>>>>

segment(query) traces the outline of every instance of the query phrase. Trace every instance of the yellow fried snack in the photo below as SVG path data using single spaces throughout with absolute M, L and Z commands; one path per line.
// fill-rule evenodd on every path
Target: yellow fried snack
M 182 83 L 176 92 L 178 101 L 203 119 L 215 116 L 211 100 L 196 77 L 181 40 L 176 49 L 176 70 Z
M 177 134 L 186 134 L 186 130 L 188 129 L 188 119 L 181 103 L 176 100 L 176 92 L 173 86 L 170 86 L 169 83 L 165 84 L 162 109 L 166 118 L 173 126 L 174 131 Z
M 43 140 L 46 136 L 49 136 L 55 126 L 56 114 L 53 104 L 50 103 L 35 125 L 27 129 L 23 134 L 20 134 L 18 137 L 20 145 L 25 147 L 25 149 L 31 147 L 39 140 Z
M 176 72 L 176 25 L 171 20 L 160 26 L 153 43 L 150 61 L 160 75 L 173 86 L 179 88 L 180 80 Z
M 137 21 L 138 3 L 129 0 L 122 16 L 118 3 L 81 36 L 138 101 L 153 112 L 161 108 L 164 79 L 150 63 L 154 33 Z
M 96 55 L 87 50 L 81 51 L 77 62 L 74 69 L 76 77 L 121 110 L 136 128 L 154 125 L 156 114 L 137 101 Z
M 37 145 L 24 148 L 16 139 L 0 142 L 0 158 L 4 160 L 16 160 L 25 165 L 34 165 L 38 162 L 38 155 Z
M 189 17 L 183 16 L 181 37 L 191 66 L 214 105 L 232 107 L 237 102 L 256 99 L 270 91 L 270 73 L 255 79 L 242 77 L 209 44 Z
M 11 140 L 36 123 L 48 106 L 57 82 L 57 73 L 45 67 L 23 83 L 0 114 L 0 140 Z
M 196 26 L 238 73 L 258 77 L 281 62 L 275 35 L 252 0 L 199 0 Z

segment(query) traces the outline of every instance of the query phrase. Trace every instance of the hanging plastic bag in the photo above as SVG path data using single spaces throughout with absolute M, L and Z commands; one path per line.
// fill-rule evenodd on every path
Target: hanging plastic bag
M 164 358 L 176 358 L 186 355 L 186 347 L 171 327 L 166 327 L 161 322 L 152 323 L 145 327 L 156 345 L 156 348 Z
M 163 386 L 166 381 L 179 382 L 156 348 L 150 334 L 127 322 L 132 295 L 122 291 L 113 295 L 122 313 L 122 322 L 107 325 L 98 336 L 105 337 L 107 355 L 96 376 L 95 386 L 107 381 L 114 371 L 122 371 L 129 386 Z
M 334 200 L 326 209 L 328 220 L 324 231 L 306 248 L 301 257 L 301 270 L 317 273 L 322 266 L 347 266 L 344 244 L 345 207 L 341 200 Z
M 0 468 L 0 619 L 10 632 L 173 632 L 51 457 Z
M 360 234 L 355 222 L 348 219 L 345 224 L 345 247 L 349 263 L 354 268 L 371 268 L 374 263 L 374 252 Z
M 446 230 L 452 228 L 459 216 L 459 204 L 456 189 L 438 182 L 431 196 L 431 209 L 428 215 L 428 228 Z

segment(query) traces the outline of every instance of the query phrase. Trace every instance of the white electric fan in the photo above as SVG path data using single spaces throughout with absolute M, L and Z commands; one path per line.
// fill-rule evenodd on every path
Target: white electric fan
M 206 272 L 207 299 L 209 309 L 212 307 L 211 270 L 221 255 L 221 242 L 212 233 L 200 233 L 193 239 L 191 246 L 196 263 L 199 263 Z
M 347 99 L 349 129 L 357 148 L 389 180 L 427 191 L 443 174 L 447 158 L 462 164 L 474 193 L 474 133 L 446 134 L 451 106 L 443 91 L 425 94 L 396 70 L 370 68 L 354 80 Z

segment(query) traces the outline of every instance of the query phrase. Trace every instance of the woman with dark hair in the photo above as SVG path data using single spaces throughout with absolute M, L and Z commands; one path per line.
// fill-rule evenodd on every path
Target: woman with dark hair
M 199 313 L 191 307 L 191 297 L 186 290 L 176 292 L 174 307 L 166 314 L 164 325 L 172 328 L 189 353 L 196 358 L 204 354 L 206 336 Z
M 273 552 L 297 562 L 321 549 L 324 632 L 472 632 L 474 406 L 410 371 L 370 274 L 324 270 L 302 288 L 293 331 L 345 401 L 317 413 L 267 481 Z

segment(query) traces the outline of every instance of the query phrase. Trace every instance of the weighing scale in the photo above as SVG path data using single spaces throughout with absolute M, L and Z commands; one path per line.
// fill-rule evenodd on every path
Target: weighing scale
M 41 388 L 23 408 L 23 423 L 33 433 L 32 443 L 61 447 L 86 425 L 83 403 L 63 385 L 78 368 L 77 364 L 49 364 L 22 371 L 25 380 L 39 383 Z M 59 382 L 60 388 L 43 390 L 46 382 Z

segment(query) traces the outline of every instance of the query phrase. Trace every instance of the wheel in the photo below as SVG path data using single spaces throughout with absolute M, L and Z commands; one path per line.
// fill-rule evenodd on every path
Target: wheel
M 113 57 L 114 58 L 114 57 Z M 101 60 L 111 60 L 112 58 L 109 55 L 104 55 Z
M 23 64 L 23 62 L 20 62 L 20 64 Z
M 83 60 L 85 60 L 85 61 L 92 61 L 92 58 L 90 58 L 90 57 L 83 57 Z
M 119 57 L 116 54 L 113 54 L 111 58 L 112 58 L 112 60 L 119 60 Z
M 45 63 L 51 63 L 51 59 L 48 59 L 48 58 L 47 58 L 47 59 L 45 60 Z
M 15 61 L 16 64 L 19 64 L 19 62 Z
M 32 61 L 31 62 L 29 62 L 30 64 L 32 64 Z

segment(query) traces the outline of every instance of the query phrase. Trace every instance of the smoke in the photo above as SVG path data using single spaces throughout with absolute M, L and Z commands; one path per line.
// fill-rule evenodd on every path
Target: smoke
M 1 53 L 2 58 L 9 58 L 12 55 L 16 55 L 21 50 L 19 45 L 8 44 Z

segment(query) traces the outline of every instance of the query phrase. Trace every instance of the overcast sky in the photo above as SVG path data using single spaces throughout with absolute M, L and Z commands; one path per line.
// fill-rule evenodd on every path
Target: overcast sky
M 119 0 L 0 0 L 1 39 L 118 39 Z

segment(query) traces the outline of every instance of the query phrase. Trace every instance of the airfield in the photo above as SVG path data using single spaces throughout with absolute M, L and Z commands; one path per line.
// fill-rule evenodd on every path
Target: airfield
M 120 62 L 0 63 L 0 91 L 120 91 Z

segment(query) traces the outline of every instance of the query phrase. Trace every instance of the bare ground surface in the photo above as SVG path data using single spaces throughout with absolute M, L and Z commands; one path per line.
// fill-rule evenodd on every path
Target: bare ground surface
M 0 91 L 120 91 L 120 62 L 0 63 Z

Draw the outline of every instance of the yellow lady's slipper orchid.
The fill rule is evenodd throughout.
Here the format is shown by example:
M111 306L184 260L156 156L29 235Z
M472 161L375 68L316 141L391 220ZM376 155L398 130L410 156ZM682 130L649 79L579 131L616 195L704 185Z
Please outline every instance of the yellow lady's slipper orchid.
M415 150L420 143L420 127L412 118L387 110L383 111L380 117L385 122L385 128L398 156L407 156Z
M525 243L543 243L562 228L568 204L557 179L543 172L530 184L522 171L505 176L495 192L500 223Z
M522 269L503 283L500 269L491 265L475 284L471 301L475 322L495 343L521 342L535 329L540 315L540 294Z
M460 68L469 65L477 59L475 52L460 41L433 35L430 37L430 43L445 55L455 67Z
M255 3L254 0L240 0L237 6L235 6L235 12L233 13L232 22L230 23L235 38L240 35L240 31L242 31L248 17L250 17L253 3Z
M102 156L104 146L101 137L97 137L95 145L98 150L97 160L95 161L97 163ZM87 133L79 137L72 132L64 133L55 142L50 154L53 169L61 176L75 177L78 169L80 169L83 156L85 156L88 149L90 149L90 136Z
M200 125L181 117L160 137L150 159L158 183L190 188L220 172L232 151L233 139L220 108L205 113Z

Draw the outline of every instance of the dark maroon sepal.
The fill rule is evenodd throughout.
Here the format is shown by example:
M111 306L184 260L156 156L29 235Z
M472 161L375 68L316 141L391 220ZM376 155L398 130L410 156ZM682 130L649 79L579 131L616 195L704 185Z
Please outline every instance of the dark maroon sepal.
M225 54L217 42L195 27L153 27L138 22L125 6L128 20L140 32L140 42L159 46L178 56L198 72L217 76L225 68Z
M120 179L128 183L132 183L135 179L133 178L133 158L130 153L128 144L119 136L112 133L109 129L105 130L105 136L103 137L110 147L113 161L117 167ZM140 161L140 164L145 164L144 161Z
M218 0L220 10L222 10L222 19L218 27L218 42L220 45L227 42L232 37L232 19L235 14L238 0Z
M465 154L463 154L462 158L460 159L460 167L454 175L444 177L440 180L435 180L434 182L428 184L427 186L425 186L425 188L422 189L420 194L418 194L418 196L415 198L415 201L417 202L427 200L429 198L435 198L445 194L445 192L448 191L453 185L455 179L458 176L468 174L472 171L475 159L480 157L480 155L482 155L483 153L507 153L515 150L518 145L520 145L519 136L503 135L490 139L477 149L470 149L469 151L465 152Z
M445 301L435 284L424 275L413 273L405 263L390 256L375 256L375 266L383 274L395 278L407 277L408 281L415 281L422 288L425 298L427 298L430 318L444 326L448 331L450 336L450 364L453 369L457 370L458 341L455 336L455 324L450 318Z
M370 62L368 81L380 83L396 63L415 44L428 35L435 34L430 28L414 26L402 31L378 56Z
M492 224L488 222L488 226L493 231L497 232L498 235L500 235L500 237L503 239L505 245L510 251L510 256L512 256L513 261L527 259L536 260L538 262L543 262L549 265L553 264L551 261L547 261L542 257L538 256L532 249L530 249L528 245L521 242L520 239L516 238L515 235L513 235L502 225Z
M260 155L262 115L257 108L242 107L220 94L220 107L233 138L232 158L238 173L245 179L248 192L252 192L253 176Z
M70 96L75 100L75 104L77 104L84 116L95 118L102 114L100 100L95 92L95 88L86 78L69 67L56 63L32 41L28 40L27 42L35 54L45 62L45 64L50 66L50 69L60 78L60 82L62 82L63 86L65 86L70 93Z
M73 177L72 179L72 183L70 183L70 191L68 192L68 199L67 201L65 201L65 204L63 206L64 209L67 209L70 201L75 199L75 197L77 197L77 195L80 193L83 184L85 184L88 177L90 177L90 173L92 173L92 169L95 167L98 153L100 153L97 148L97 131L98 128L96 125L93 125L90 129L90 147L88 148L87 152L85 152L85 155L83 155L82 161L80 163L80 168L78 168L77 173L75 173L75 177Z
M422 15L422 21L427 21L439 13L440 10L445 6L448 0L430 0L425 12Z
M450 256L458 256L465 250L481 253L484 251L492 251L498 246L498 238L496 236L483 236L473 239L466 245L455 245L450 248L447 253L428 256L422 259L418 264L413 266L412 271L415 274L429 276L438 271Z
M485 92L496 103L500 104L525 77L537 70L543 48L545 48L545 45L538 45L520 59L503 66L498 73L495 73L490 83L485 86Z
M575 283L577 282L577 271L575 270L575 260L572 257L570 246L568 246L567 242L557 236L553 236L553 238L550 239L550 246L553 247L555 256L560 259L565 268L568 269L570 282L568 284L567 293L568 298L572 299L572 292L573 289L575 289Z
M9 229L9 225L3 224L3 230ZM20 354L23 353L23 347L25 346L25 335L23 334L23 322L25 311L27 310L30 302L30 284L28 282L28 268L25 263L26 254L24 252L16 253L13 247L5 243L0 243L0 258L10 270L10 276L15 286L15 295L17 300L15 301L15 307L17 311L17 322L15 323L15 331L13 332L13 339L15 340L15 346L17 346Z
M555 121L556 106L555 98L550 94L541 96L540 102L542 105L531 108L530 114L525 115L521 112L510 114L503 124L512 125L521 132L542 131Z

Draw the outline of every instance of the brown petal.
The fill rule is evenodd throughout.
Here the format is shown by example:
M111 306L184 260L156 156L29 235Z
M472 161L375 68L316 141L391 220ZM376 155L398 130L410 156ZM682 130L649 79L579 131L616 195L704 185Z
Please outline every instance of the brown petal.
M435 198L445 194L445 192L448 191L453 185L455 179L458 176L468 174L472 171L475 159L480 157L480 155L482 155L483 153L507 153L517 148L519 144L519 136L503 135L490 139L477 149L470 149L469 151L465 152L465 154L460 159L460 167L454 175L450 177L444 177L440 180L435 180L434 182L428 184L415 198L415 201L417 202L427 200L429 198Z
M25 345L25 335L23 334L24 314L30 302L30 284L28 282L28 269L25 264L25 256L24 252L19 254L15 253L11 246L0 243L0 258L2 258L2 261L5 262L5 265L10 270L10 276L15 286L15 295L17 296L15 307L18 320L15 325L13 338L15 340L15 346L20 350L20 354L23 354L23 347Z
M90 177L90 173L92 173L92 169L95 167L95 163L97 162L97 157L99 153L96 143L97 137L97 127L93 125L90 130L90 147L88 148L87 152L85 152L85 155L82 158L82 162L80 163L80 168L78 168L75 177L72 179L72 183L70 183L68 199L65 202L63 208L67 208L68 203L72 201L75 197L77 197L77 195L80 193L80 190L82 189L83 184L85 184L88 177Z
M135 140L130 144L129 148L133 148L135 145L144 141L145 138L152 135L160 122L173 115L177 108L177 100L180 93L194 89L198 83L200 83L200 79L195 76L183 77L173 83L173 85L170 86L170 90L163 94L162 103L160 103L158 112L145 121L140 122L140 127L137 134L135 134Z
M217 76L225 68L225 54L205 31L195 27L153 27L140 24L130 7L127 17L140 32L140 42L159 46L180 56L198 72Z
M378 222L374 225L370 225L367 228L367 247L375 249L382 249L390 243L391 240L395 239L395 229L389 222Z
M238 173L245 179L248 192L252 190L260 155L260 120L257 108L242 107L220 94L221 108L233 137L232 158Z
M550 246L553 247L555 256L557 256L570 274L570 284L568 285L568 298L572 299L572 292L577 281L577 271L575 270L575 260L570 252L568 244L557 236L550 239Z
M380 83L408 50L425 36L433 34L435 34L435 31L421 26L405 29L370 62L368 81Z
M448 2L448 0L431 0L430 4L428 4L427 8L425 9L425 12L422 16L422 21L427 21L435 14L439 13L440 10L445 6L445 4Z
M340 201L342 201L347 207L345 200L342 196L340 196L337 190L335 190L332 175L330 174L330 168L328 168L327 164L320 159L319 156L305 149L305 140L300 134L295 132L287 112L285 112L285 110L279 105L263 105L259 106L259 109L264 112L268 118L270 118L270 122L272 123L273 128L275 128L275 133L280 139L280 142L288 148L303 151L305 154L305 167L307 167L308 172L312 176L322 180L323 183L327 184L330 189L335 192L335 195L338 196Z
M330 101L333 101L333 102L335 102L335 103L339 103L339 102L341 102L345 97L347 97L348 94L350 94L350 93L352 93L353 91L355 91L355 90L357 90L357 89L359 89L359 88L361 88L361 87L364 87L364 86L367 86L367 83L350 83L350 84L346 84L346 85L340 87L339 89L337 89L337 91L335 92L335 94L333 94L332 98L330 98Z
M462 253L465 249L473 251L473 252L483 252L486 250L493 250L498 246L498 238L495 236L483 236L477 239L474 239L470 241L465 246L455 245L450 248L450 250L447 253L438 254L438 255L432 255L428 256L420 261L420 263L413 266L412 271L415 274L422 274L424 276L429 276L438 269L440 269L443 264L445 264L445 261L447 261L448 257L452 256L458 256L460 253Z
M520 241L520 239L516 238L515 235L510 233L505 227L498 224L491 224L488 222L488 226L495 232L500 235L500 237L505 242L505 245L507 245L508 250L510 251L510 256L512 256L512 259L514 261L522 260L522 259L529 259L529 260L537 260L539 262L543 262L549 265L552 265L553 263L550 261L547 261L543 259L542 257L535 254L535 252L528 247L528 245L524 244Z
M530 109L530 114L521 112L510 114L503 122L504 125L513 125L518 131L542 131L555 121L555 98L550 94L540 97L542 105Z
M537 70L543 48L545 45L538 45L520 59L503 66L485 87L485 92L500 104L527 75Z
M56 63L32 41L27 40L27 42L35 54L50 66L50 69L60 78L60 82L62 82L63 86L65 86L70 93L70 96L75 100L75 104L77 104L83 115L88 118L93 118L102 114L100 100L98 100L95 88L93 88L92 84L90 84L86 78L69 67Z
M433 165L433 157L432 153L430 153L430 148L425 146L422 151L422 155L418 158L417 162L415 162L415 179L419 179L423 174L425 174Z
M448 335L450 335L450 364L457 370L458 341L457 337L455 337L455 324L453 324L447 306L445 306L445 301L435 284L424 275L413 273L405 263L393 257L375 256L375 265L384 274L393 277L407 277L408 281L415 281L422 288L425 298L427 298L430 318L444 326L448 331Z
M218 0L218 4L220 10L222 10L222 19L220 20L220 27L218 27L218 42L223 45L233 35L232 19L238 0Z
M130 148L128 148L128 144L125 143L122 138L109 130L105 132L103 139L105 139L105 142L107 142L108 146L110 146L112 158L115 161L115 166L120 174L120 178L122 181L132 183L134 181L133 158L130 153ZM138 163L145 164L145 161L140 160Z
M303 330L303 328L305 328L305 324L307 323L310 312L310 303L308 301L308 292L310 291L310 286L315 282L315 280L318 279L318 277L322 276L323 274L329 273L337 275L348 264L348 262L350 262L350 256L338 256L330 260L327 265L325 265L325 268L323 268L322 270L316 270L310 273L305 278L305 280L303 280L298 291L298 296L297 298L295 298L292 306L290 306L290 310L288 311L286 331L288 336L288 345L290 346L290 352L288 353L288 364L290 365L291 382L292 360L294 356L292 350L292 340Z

<<<<

__Exercise prompt__.
Copy every line of the data that carries the word "Draw".

__Result__.
Draw the outline of every instance of the yellow lady's slipper orchid.
Draw the outline of every instance of the dark maroon sepal.
Draw the outline of every instance of the brown petal.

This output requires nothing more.